§ **EXERCISE INSTRUCTIONS**
Count the lines below that contain the string "stick". Reply with the number alone.

** start DATA TO USE **

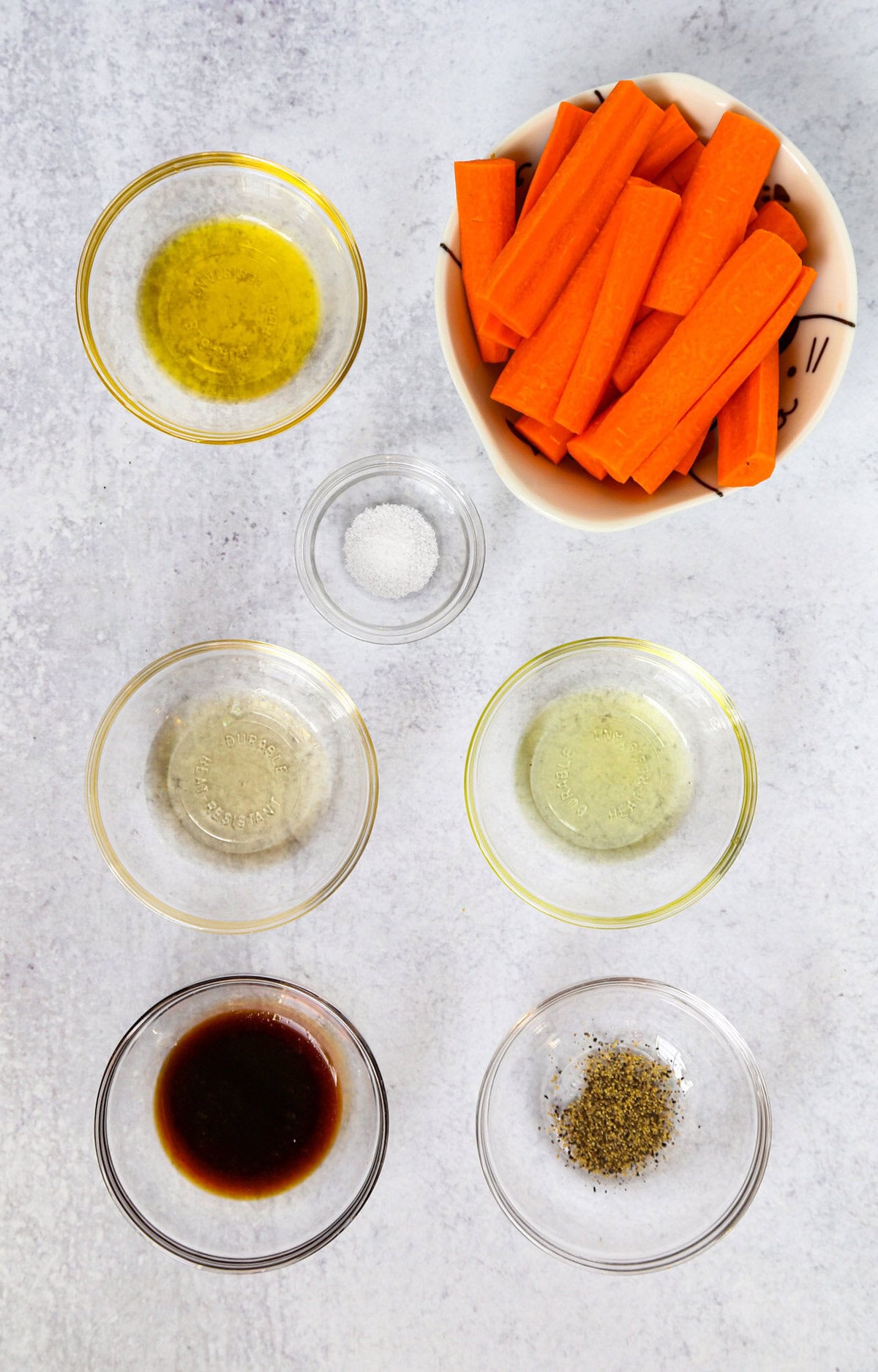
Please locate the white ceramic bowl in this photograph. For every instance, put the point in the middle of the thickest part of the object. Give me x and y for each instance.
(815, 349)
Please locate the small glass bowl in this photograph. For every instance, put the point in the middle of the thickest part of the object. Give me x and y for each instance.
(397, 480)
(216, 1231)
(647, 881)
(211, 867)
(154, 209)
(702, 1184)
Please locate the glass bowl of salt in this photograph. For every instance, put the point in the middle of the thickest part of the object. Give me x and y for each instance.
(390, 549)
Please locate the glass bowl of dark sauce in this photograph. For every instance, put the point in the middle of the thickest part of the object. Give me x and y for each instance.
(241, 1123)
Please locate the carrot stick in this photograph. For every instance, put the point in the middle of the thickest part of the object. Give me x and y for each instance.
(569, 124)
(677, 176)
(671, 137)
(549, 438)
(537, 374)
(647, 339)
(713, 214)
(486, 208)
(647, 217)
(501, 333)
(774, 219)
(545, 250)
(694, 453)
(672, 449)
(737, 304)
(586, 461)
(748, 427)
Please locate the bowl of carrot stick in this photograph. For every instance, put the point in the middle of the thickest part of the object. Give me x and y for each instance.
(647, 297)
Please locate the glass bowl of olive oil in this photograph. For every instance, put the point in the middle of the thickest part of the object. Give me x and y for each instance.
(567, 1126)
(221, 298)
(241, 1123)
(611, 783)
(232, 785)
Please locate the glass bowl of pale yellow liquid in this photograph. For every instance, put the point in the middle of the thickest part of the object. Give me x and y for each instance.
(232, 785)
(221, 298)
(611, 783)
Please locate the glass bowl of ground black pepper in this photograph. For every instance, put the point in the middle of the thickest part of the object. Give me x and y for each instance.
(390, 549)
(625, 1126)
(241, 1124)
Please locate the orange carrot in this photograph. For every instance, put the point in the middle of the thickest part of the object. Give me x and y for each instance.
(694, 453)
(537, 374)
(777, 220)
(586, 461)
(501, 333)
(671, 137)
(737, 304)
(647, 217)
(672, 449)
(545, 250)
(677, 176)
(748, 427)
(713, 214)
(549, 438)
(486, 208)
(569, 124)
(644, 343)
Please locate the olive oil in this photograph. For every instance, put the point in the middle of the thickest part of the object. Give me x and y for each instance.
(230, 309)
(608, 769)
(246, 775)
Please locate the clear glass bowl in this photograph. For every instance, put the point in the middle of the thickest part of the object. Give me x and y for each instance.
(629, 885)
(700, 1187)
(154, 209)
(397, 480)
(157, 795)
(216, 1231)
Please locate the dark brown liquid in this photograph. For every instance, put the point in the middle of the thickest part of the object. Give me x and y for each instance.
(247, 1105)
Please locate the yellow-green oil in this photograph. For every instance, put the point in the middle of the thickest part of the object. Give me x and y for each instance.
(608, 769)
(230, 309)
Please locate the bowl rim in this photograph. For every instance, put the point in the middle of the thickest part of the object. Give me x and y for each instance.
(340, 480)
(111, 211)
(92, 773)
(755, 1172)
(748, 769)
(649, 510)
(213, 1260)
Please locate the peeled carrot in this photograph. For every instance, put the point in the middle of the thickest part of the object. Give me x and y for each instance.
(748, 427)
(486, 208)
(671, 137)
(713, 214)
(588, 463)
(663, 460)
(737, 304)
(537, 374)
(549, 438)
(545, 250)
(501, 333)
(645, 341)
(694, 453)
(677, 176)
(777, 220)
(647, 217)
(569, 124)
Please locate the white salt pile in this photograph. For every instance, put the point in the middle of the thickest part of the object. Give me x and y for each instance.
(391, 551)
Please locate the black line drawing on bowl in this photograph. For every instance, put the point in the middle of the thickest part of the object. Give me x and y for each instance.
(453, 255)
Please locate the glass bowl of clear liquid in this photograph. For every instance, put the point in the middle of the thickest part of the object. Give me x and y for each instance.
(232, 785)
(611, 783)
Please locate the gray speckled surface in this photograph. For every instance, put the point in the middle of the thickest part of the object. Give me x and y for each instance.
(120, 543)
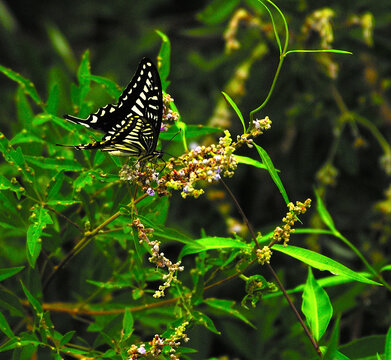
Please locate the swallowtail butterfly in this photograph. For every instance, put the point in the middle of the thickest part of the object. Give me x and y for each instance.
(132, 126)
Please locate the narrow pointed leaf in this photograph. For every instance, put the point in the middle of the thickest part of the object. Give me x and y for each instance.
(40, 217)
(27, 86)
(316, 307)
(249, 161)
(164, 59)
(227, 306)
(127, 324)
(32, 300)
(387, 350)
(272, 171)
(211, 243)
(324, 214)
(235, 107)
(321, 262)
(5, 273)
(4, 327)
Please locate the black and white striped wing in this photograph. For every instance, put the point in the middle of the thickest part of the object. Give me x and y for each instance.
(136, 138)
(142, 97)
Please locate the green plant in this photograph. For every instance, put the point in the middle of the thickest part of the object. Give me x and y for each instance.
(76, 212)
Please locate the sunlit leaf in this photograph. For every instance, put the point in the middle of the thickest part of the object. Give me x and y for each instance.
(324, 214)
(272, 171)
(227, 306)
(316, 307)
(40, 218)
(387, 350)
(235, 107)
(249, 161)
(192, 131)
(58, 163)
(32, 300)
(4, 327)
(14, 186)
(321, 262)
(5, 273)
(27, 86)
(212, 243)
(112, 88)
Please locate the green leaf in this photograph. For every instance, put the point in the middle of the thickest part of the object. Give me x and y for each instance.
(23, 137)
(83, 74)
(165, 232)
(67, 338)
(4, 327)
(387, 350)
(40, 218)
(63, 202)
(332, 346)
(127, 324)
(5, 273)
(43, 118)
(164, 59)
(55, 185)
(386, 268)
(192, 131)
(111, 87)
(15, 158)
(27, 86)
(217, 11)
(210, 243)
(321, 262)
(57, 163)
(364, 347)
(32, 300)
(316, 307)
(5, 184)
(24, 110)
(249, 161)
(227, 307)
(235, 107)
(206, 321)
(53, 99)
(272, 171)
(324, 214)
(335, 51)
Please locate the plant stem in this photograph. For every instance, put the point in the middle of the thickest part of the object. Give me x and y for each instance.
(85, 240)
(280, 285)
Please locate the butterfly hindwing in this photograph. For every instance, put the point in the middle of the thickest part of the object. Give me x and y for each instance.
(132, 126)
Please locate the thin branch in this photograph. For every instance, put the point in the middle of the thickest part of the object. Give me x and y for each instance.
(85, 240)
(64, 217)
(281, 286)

** end DATA TO USE **
** start DATA TO USE **

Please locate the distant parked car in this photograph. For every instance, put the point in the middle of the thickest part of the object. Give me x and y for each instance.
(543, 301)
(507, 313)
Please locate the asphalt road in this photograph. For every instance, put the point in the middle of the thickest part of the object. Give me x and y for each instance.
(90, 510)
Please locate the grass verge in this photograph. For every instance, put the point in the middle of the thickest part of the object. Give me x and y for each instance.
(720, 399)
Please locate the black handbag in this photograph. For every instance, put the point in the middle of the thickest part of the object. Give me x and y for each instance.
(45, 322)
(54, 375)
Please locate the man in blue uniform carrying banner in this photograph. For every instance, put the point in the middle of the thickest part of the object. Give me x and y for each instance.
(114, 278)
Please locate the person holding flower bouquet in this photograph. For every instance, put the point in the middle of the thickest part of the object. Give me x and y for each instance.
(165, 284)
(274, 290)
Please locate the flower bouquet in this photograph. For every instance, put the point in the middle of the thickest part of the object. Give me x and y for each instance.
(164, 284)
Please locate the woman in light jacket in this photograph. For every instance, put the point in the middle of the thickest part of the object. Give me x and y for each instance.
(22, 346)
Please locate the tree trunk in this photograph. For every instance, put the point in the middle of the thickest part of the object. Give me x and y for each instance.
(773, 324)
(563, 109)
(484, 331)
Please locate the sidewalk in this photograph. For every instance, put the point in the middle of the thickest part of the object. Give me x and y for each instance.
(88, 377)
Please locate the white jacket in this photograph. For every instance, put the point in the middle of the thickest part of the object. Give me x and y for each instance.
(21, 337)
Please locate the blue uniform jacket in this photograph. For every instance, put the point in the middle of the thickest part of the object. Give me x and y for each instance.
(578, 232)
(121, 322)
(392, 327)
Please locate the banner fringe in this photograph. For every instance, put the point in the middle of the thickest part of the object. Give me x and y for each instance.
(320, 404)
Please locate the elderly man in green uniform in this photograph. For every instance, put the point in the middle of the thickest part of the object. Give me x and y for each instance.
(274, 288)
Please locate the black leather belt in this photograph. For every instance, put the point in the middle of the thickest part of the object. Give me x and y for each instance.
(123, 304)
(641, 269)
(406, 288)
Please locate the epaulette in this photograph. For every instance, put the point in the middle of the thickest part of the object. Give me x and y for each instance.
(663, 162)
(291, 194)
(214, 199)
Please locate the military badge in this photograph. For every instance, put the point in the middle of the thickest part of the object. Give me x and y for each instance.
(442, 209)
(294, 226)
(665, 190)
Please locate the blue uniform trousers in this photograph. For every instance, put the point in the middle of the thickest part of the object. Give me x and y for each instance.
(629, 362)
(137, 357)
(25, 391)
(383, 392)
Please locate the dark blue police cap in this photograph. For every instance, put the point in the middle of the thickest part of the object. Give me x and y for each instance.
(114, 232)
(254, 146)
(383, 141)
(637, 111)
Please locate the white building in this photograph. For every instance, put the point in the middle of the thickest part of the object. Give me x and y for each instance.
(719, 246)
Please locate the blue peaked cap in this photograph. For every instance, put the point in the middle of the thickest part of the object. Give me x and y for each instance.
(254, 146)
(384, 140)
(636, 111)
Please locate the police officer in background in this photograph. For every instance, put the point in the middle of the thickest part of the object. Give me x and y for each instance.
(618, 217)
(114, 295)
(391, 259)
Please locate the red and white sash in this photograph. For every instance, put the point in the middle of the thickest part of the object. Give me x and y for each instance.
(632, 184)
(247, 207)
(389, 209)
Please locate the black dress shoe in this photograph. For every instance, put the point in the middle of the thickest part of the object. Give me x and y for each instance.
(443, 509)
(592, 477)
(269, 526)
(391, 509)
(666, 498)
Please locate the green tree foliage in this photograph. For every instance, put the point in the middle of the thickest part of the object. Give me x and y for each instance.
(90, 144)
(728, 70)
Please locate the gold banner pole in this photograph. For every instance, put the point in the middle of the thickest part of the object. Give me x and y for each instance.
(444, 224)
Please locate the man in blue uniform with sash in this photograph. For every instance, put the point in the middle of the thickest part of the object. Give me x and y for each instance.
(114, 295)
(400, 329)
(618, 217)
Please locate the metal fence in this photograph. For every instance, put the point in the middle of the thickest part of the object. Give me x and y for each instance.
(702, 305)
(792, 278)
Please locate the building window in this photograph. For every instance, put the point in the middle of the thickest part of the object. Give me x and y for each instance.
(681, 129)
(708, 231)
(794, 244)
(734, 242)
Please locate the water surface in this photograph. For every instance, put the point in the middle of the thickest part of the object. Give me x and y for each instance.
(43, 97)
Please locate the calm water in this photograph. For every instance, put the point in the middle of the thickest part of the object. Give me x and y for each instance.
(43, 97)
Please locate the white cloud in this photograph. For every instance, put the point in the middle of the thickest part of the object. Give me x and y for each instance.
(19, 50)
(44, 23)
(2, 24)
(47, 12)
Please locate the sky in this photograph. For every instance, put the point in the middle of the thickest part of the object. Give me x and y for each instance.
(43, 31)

** end DATA TO USE **
** start DATA TO USE **

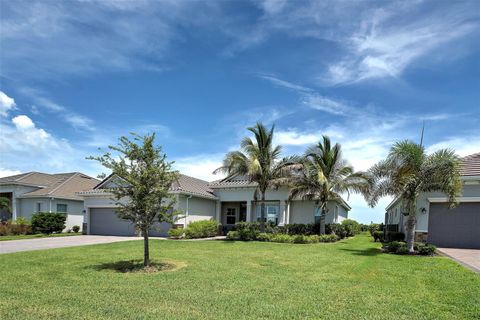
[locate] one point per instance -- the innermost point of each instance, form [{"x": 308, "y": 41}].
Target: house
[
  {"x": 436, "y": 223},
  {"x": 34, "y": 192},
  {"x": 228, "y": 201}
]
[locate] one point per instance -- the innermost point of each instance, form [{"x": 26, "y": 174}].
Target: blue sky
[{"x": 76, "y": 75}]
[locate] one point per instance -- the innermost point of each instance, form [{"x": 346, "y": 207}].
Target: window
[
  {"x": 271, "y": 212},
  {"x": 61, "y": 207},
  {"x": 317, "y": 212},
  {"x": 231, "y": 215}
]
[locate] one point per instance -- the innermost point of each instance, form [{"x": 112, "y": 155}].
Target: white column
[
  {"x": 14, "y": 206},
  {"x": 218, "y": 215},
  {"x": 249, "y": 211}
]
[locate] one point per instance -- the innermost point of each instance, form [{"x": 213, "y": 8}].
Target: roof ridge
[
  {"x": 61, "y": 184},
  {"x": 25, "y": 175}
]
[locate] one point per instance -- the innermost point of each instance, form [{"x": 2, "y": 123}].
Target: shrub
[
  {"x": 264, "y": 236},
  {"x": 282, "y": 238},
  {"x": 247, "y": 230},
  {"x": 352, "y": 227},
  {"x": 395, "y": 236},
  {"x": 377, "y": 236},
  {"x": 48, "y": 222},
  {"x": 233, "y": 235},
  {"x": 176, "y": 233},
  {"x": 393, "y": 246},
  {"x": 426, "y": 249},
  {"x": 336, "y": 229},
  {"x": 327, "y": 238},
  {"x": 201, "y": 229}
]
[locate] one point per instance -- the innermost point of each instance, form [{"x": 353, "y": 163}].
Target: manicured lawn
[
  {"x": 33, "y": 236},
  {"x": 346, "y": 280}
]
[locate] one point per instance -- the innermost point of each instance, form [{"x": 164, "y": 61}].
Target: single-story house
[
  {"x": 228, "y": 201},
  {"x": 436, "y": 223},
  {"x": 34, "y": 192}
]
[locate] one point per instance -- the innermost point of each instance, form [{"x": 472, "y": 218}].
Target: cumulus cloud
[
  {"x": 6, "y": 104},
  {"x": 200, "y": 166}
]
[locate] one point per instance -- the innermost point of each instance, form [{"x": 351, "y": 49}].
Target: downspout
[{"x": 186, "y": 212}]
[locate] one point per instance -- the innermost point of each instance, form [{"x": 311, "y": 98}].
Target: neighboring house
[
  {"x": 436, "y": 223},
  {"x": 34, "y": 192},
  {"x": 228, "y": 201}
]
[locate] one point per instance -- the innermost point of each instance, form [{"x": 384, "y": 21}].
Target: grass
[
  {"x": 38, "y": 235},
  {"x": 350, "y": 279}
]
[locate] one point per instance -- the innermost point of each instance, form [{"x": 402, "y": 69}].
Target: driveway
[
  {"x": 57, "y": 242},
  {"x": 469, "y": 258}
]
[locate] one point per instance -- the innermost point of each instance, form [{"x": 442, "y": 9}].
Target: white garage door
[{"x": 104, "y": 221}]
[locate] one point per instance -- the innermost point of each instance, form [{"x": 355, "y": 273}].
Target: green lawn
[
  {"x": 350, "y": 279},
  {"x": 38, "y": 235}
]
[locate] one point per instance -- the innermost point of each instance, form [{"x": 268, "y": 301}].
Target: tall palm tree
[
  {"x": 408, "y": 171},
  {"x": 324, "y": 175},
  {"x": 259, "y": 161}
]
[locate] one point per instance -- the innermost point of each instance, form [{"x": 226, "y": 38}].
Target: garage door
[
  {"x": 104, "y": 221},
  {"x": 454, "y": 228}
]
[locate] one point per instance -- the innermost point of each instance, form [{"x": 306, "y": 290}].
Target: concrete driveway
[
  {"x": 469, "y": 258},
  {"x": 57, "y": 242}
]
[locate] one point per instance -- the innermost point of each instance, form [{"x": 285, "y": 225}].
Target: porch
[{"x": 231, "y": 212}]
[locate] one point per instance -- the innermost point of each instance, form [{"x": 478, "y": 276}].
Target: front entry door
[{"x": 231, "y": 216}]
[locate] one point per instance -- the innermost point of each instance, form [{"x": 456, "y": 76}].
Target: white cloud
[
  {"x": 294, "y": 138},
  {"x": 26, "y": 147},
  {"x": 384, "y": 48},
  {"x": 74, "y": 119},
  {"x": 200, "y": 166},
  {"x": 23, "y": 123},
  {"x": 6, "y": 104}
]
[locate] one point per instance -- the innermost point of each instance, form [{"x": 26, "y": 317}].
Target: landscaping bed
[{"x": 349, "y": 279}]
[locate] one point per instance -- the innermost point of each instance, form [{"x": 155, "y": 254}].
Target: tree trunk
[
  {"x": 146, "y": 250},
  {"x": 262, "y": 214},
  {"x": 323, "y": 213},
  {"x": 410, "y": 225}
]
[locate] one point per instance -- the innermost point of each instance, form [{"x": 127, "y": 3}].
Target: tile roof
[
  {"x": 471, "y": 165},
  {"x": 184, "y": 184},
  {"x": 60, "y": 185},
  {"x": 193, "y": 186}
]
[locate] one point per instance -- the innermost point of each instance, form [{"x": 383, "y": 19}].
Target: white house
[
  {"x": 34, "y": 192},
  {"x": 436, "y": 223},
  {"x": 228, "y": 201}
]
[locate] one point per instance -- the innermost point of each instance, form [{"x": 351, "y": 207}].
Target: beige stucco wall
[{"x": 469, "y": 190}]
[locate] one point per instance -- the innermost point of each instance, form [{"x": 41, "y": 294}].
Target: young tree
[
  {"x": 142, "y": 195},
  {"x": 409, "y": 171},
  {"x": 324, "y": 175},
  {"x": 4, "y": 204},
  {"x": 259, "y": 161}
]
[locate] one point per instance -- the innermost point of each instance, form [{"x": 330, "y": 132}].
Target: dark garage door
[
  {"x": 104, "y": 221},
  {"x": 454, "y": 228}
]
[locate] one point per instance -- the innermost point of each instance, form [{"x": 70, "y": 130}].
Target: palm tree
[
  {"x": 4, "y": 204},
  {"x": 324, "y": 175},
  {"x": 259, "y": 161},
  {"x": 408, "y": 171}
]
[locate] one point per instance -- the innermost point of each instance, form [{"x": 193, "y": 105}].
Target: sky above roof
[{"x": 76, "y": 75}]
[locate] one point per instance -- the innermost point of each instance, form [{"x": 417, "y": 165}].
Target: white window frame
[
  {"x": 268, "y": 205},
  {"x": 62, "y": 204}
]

** end DATA TO USE **

§ **OUTPUT**
2